:: INFORMATION SHOWN ::
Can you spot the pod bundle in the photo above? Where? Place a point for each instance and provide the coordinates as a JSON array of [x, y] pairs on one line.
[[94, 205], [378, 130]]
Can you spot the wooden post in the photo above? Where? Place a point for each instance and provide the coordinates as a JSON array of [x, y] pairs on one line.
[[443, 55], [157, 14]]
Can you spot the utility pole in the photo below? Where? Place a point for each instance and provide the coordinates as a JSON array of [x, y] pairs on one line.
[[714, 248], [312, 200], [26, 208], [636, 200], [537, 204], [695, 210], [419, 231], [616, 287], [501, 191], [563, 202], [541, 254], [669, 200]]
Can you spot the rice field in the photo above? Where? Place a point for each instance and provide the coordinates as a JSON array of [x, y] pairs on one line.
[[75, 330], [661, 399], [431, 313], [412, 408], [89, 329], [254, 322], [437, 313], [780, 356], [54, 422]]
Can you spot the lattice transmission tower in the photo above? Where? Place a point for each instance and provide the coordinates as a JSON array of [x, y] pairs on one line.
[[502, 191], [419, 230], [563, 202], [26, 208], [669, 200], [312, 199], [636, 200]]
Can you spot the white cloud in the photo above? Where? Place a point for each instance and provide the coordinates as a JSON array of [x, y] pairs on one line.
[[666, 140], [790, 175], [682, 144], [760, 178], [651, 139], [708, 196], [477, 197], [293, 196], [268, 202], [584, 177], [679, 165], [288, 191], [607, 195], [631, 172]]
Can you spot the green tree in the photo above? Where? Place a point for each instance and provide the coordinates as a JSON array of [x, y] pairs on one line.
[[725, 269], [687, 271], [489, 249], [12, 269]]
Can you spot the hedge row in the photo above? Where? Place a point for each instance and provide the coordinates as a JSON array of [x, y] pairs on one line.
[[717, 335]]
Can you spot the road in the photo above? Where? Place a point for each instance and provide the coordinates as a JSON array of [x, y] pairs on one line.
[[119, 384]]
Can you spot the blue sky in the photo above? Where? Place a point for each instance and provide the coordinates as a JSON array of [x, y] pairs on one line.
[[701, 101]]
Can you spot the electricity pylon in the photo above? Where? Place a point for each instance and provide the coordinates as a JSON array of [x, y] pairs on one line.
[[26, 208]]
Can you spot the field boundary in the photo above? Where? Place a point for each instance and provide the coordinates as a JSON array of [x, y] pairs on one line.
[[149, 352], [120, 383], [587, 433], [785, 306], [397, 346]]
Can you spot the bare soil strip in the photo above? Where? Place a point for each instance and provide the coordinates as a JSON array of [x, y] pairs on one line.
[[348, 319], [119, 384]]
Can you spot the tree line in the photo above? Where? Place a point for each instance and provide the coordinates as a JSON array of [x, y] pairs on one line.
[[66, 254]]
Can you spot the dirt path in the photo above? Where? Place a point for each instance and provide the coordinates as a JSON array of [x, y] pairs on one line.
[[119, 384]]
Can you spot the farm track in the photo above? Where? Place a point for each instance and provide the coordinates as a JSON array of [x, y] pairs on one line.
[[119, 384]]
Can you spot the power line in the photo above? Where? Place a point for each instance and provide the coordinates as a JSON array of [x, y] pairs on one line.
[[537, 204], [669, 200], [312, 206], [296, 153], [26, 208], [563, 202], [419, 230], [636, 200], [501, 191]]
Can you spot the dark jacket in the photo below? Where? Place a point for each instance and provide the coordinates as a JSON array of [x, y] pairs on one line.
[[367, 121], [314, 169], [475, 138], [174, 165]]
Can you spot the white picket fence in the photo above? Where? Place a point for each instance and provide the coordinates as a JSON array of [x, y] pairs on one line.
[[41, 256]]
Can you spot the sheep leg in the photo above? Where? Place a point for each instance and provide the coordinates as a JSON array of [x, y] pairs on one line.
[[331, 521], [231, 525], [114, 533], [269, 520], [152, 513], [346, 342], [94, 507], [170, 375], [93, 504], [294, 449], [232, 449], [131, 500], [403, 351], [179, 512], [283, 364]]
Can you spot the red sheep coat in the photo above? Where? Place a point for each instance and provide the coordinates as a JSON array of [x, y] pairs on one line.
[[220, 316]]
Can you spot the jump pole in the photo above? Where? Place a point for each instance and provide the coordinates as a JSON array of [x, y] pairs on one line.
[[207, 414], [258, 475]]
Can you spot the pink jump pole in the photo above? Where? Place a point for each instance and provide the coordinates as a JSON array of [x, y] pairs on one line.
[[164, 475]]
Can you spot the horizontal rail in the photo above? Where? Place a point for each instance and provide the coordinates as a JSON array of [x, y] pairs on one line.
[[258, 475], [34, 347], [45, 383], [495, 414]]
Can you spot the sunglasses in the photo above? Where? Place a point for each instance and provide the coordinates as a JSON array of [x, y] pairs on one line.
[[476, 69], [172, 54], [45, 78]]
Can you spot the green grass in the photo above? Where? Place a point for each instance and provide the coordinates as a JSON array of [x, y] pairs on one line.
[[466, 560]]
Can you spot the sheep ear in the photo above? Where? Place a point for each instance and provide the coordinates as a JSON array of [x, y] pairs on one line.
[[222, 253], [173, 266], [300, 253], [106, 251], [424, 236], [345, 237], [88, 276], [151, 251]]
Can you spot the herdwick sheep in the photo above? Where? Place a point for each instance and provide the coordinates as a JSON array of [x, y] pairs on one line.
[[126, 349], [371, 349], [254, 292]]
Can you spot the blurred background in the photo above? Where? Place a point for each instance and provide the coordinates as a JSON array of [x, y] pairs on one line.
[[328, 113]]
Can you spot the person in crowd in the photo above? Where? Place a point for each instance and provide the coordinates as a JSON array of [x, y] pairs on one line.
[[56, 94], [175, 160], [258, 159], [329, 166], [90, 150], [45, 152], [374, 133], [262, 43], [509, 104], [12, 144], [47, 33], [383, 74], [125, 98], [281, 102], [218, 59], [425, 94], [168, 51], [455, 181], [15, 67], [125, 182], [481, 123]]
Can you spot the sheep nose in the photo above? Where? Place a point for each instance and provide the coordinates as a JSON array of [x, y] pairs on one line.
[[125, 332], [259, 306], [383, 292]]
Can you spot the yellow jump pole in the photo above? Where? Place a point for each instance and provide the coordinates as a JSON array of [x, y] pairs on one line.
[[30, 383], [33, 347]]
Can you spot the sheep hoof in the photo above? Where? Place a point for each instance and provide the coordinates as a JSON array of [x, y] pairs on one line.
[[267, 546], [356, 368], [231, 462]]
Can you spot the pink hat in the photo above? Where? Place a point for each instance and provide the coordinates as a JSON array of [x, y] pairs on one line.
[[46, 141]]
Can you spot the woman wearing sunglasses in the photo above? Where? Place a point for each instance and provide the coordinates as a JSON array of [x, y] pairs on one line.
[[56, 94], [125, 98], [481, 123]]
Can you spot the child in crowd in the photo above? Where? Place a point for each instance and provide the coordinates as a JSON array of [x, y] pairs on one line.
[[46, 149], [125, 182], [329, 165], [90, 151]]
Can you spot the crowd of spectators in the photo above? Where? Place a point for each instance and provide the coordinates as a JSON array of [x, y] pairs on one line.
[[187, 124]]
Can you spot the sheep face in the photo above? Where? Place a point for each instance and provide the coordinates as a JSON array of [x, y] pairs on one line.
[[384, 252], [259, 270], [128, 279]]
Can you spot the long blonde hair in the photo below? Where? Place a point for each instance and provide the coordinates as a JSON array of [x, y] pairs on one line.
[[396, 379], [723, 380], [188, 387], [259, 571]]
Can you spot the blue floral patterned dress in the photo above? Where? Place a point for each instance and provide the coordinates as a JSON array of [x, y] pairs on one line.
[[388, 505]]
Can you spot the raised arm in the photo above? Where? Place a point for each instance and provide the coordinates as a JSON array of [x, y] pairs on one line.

:: YOUR INSTRUCTIONS ::
Your answer should be the material, retyped exactly as written.

:: FINISHED TASK ::
Can you spot the pod bundle in the photo above? Where? Place a point for each instance and provide the coordinates as a JSON array of [x, y] pairs on one line.
[[94, 205], [378, 130]]
Can you spot the wooden post in the photo above? Where? Place a point for each instance and provide the coordinates as a JSON array of [x, y] pairs on one line.
[[443, 55], [157, 14]]
Can you spot the utility pole in the photo below? Where? Place a point for each instance and provide the coordinates as a JSON array of [x, y] pairs on one line.
[[714, 248], [312, 200], [26, 208], [636, 200], [537, 204], [695, 210], [419, 231], [616, 287], [501, 191], [563, 202], [541, 254], [669, 200]]
Can you spot the rice field in the photo above? Where? Place a point for each instance and provide the coordinates as a JSON array of [x, y] pairs on one line.
[[75, 330], [661, 399], [431, 313], [412, 408], [89, 329], [254, 322], [437, 313], [780, 356], [54, 422]]
Can you spot the lattice transmission tower in the photo above? Where? Place a point for each instance and provide the coordinates as a JSON array of [x, y] pairs on one line.
[[502, 191], [419, 230], [563, 202], [26, 208], [669, 200], [312, 199], [636, 200]]
Can you spot the white cloud in the photo above? Where? Place a point for each instance and provide the coordinates as a JSON array of [x, y] pairs on one line.
[[666, 140], [790, 175], [682, 144], [760, 178], [651, 139], [708, 196], [477, 197], [293, 196], [268, 202], [584, 177], [679, 165], [288, 191], [607, 195], [631, 172]]
Can you spot the green tree in the photo above? Where? Place a point for each instance and provide the coordinates as a JSON array of [x, y] pairs on one line.
[[725, 269], [687, 271], [489, 249], [12, 269]]
Can you spot the hedge row in the photo above? Where? Place a point for each instance and provide the coordinates as a JSON array of [x, y] pairs on one line.
[[717, 335]]
Can you spot the road in the photo above? Where? Place a point for each instance and provide the coordinates as a JSON array of [x, y] pairs on one line.
[[119, 384]]
Can you spot the blue sky in the photo above? Where? Place a point for each instance and provide the coordinates as a JSON array of [x, y] pairs on one line.
[[701, 101]]
Can you spot the electricity pylon in the photo above? Where? Place a point for each instance and provide the coordinates as a JSON array of [x, y] pairs on one line.
[[26, 208]]
Can you spot the field boundary in the photo above? Where? Place a point for each instance and provide the coordinates as a JSON array of [x, y] pairs on one line.
[[149, 352], [120, 383], [587, 433], [785, 306], [397, 346]]
Can you spot the bare soil strip in the photo above? Where? Place a point for each instance and provide the coordinates as a JSON array of [x, y] pairs on one line.
[[348, 319], [119, 384]]
Can you spot the tree line in the photo above? Where? Place a point for each instance and provide the coordinates as a JSON array of [x, y] pairs on one line.
[[66, 254]]
Can you spot the dirt path in the photo above? Where? Place a point for each instance and provide the coordinates as a JSON array of [x, y] pairs on one line.
[[119, 384]]
Can you spot the farm track in the photo above? Where? Place a point for each instance and provide the coordinates as a JSON array of [x, y] pairs on one line.
[[119, 384]]
Can you spot the power line in the photo above? Where? Place a point for each instance and provide the coordinates as a JSON array of [x, y] pairs on one line.
[[537, 204], [669, 200], [312, 206], [296, 153], [26, 208], [563, 202], [419, 230], [636, 200], [501, 191]]
Can you spot the dark jacket in the photo below? Where? Place a point for each instance and provide the coordinates as a JSON array of [x, y] pairs on one line.
[[367, 121], [314, 169], [475, 138], [174, 165]]
Can you spot the white picket fence in the photo above? Where? Place a point for each instance and provide the coordinates as a JSON array of [x, y] pairs on one line.
[[41, 256]]
Can you spot the sheep leg in the photo above? Where? Place a point for each instance and provide the coordinates as a JSON array of [x, y] pairs on one line.
[[331, 521], [231, 525], [114, 533], [269, 520], [152, 513], [346, 342], [94, 507], [170, 375], [93, 504], [294, 449], [232, 449], [131, 500], [403, 351], [179, 512], [283, 364]]
Can you spot the red sheep coat in the photo above? Where? Place a point for each instance and provide the coordinates as a JSON array of [x, y] pairs on one line.
[[220, 316]]
Can you spot the jump pole in the photo above? Where? Place a point for each instance and provide the coordinates as a JSON array of [x, y] pairs on one line.
[[207, 414], [258, 475]]
Can you spot the pink jump pole in the photo above? Where? Place a point for each instance and provide the coordinates as a JSON array of [x, y] pairs on one line.
[[164, 475]]
Can you spot the horizontal rail in the photo above? Where? Place a point for each instance and provide the coordinates as a JSON array of [x, y] pairs on one line.
[[258, 475], [34, 347], [45, 383], [495, 414]]
Can you spot the sunglasses in the photo above? Where? Place a point for each instance and provide the coordinates as a JSON array of [x, y] pairs on one line.
[[476, 69], [172, 54], [45, 78]]
Can you spot the green grass in the photo above? Where? Place a point for each instance and provide the coordinates as a JSON array of [x, y] pairs on one line.
[[466, 560]]
Can you spot the sheep ear in the photo above? Where? Place a point for each instance and provide the coordinates as a JSON array of [x, y] pairs on one line.
[[222, 253], [173, 266], [300, 253], [106, 251], [424, 236], [345, 237], [88, 276], [151, 251]]
Can you spot the herdwick sheep in the photo above? Where? Place a point for each instance and provide the coordinates as a JSON array of [x, y] pairs on one line.
[[126, 349], [371, 349], [254, 292]]
Can you spot the blurred background in the photo above? Where? Place a point for each instance and provide the coordinates as a JSON array of [x, y] pairs on one line.
[[328, 113]]
Can you spot the person in crowd in the photo above? Where? Place a point for each instance and provide the coordinates as a JSON array of [x, y] pairs on one line.
[[56, 94], [175, 160], [258, 159], [329, 166], [90, 150], [45, 152], [374, 133], [262, 43], [509, 104], [12, 144], [47, 33], [383, 74], [125, 98], [281, 102], [218, 59], [425, 94], [168, 51], [455, 181], [15, 67], [125, 182], [481, 123]]
Can you spot the sheep nose in the photo above? Where? Place a point for each instance and provide the coordinates as a JSON array of [x, y] pairs on one line.
[[125, 332], [259, 306], [383, 292]]
Can you spot the yellow jump pole in the photo above? Where? Place a point for each instance and provide the coordinates as a JSON array of [x, y] pairs on one line.
[[30, 383], [33, 347]]
Can you spot the sheep hoof in the photo above? Where? Place a point for each instance and provide the coordinates as a JSON array of [x, y] pairs on one line.
[[267, 546], [356, 368], [231, 462]]
Can you spot the pink hat in the photo above? Where? Place a point for each instance and provide the coordinates as a JSON array of [x, y] pairs on one line.
[[46, 141]]
Can you spot the woman wearing sunglasses in the photo above? Where? Place a point for each instance and provide the coordinates as a JSON array of [x, y] pairs on one line.
[[56, 94], [125, 98], [481, 123]]
Can you spot the child in crowd in the photo above? Where? Place a point for each instance and provide the coordinates as a JSON array of [x, y] pairs on one line.
[[46, 149], [125, 182], [329, 165], [90, 151]]
Can you spot the crowd of spectators in the photo above? Where? Place a point for each instance and provide the coordinates as a JSON array of [x, y] pairs on one line.
[[187, 124]]
Can you spot the sheep face in the photo above? Where? Place a point for each instance and provide the coordinates as a JSON array of [x, y] pairs on one line.
[[384, 252], [259, 270], [128, 279]]
Can you spot the long blonde hair in the photo below? Where? Place a point for each instance and provide the coordinates as a JSON array of [x, y] pairs on one line.
[[396, 379], [723, 380], [188, 387], [259, 571]]
Can you spot the blue floral patterned dress in the photo above? Where? Place a point for each instance and provide the coordinates as a JSON array of [x, y] pairs on one line.
[[388, 505]]
Can you spot the raised arm in the photo above? Where? Place a point for each instance and provide the coordinates as a JSON array of [x, y] pairs on one line.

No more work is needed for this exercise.